_Extracted data_
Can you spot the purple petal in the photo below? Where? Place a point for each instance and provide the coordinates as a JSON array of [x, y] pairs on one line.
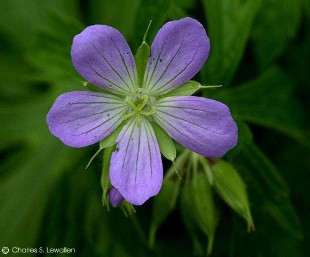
[[83, 118], [136, 168], [102, 56], [178, 52], [115, 197], [202, 125]]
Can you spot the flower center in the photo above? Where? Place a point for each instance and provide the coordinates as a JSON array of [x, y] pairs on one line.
[[140, 104]]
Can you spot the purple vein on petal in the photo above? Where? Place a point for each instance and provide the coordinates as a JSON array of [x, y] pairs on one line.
[[165, 70], [175, 77], [112, 68], [103, 77], [121, 113], [94, 114], [123, 60]]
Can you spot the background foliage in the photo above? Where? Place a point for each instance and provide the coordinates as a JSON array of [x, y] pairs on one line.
[[260, 53]]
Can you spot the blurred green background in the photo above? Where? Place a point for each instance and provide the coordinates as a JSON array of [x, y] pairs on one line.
[[260, 53]]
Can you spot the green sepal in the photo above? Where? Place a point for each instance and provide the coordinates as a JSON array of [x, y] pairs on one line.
[[187, 88], [232, 190], [141, 58], [165, 201], [165, 142], [110, 140], [105, 175]]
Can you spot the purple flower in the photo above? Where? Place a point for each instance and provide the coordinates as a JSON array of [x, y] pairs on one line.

_The problem_
Your copy should match the entries exactly, minus the pictures.

_Output for this exercise_
Can you spot the purple petal in the photo below? Where? Place a point for each instance and provide the coordinates as a JSON array of [x, y] pairs on one line.
[[83, 118], [136, 168], [102, 56], [178, 52], [115, 197], [202, 125]]
Can you spot the flower center in the photo above? Where? Place a point for each instance and provide the coordinates as a JSON array of [x, y] pairs on one line.
[[140, 104]]
Can you spot the purple vein on petal in the photo above? Where? Place a point for each instance and provide the coordinates as a JSON array of [x, y] pairs on one line.
[[165, 70], [175, 77], [112, 68], [103, 77], [121, 113], [94, 114], [123, 60]]
Can you spot the background foliage in the photo above? Where? Place a point for each instance and provide the coordinates as a JSON array of [x, y] pairs on one line.
[[260, 53]]
Can you spot the blurred green background in the photo above? Where? Place a point for each instance and provide the coordinates as a JSON array of [x, y] pairs on one line.
[[260, 53]]
Can you spot the green sepal in the photo above? Where? Place a point for each instance and provide the coordinates as a JSON array of [x, y] pairs on one line.
[[187, 88], [232, 190], [141, 58], [165, 201], [165, 142], [110, 140], [105, 175]]
Can you spot the purple flower in the photo above? Where? Place a point for each instance and provide the coordinates as a JSON array of [x, y] pairs on one line.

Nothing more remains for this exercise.